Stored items
────

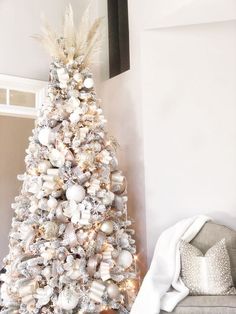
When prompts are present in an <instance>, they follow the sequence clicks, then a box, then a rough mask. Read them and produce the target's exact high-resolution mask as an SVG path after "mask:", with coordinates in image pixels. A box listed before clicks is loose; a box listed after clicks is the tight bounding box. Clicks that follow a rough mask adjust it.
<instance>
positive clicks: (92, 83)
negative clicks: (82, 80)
mask: <svg viewBox="0 0 236 314" xmlns="http://www.w3.org/2000/svg"><path fill="white" fill-rule="evenodd" d="M84 87H85V88H87V89H90V88H92V87H93V79H92V78H91V77H87V78H86V79H85V80H84Z"/></svg>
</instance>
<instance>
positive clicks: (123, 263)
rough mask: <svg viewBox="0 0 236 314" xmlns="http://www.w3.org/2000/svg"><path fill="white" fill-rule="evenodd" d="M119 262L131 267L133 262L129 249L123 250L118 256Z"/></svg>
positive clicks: (119, 265) (124, 266)
mask: <svg viewBox="0 0 236 314" xmlns="http://www.w3.org/2000/svg"><path fill="white" fill-rule="evenodd" d="M117 262H118V264H119V266H121V267H123V268H124V269H126V268H129V267H130V266H131V264H132V262H133V256H132V254H131V253H130V252H129V251H127V250H122V251H121V252H120V254H119V256H118V259H117Z"/></svg>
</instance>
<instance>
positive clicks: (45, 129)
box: [38, 127, 55, 146]
mask: <svg viewBox="0 0 236 314" xmlns="http://www.w3.org/2000/svg"><path fill="white" fill-rule="evenodd" d="M38 140H39V142H40V143H41V144H42V145H45V146H48V145H49V144H52V143H53V142H54V140H55V134H54V132H53V131H52V129H51V128H48V127H45V128H42V129H41V130H40V131H39V133H38Z"/></svg>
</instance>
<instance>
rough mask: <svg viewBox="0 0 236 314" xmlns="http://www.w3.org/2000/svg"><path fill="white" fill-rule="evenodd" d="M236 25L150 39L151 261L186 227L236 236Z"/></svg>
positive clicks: (145, 38)
mask: <svg viewBox="0 0 236 314" xmlns="http://www.w3.org/2000/svg"><path fill="white" fill-rule="evenodd" d="M235 35H236V21H231V22H223V23H211V24H202V25H193V26H182V27H177V28H167V29H155V30H152V31H146V32H144V33H143V37H142V53H143V60H142V62H143V72H142V74H143V75H142V86H143V93H144V95H145V97H144V99H143V124H144V156H145V158H144V160H145V177H146V181H145V185H146V208H147V226H148V233H147V241H148V256H149V259H150V257H151V255H152V251H153V247H154V244H155V241H156V238H157V236H158V235H159V234H160V232H161V231H162V230H163V229H165V228H166V227H167V226H169V225H171V224H173V223H175V222H177V221H178V220H179V219H181V218H184V217H187V216H191V215H196V214H201V213H204V214H208V215H210V216H212V217H213V218H215V219H217V220H218V221H220V222H222V223H226V224H227V225H229V226H231V227H234V228H235V229H236V211H235V208H236V194H235V191H236V144H235V143H236V90H235V86H236V58H235V55H236V36H235Z"/></svg>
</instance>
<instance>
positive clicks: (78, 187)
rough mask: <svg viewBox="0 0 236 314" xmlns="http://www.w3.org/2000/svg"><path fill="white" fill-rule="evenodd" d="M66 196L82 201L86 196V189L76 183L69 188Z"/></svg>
mask: <svg viewBox="0 0 236 314" xmlns="http://www.w3.org/2000/svg"><path fill="white" fill-rule="evenodd" d="M66 198H67V199H68V200H69V201H75V202H78V203H80V202H82V201H83V199H84V198H85V189H84V188H83V187H82V186H81V185H78V184H74V185H72V186H70V187H69V188H68V189H67V191H66Z"/></svg>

────

Your instructions — An exact copy of the entries above is required, with the pictures left out.

Result for this task —
When prompts are present in an <instance>, they follow the sequence clicks, then a box, then a rough mask. Read them and produce the target's exact high-resolution mask as an SVG path after "mask:", with coordinates in image pixels. A box listed before clicks is loose; a box listed after clicks is the tight bounding box. Clicks that follow a rough mask adjust it.
<instance>
positive clicks: (92, 83)
negative clicks: (82, 80)
mask: <svg viewBox="0 0 236 314" xmlns="http://www.w3.org/2000/svg"><path fill="white" fill-rule="evenodd" d="M84 87H85V88H87V89H90V88H92V87H93V79H92V78H91V77H87V78H86V79H85V80H84Z"/></svg>
</instance>
<instance>
positive clicks: (123, 263)
rough mask: <svg viewBox="0 0 236 314" xmlns="http://www.w3.org/2000/svg"><path fill="white" fill-rule="evenodd" d="M119 262L131 267L133 262L129 249L123 250L118 256Z"/></svg>
positive clicks: (119, 265) (124, 266)
mask: <svg viewBox="0 0 236 314" xmlns="http://www.w3.org/2000/svg"><path fill="white" fill-rule="evenodd" d="M117 262H118V264H119V266H121V267H123V268H124V269H126V268H129V267H130V266H131V264H132V262H133V256H132V254H131V253H130V252H129V251H127V250H122V251H121V252H120V254H119V256H118V259H117Z"/></svg>
</instance>
<instance>
positive clicks: (45, 129)
box: [38, 127, 55, 146]
mask: <svg viewBox="0 0 236 314" xmlns="http://www.w3.org/2000/svg"><path fill="white" fill-rule="evenodd" d="M38 140H39V142H40V143H41V144H42V145H45V146H48V145H49V144H52V143H53V142H54V140H55V134H54V132H53V131H52V129H51V128H48V127H45V128H42V129H41V130H40V131H39V133H38Z"/></svg>
</instance>
<instance>
rough mask: <svg viewBox="0 0 236 314" xmlns="http://www.w3.org/2000/svg"><path fill="white" fill-rule="evenodd" d="M236 25L150 39L151 261L186 227L236 236Z"/></svg>
positive clicks: (145, 38)
mask: <svg viewBox="0 0 236 314" xmlns="http://www.w3.org/2000/svg"><path fill="white" fill-rule="evenodd" d="M235 35H236V21H231V22H223V23H211V24H202V25H193V26H182V27H177V28H167V29H155V30H152V31H146V32H144V33H143V37H142V53H143V60H142V62H143V72H142V74H143V75H142V86H143V93H144V95H145V97H144V99H143V124H144V156H145V158H144V160H145V177H146V181H145V185H146V208H147V226H148V233H147V241H148V256H149V259H150V257H151V255H152V251H153V247H154V244H155V241H156V238H157V236H158V235H159V234H160V232H161V231H162V230H163V229H165V228H166V227H167V226H169V225H171V224H173V223H175V222H177V221H178V220H179V219H181V218H184V217H187V216H191V215H196V214H201V213H204V214H208V215H210V216H212V217H213V218H215V219H217V220H218V221H220V222H222V223H226V224H227V225H229V226H231V227H234V228H235V229H236V211H235V208H236V194H235V191H236V144H235V143H236V90H235V86H236V58H235V55H236V36H235Z"/></svg>
</instance>
<instance>
positive clicks: (78, 187)
rough mask: <svg viewBox="0 0 236 314" xmlns="http://www.w3.org/2000/svg"><path fill="white" fill-rule="evenodd" d="M66 196L82 201L86 196V189L76 183L69 188Z"/></svg>
mask: <svg viewBox="0 0 236 314" xmlns="http://www.w3.org/2000/svg"><path fill="white" fill-rule="evenodd" d="M66 198H67V199H68V200H69V201H75V202H78V203H80V202H82V201H83V199H84V198H85V189H84V188H83V187H82V186H81V185H78V184H74V185H72V186H70V187H69V188H68V189H67V191H66Z"/></svg>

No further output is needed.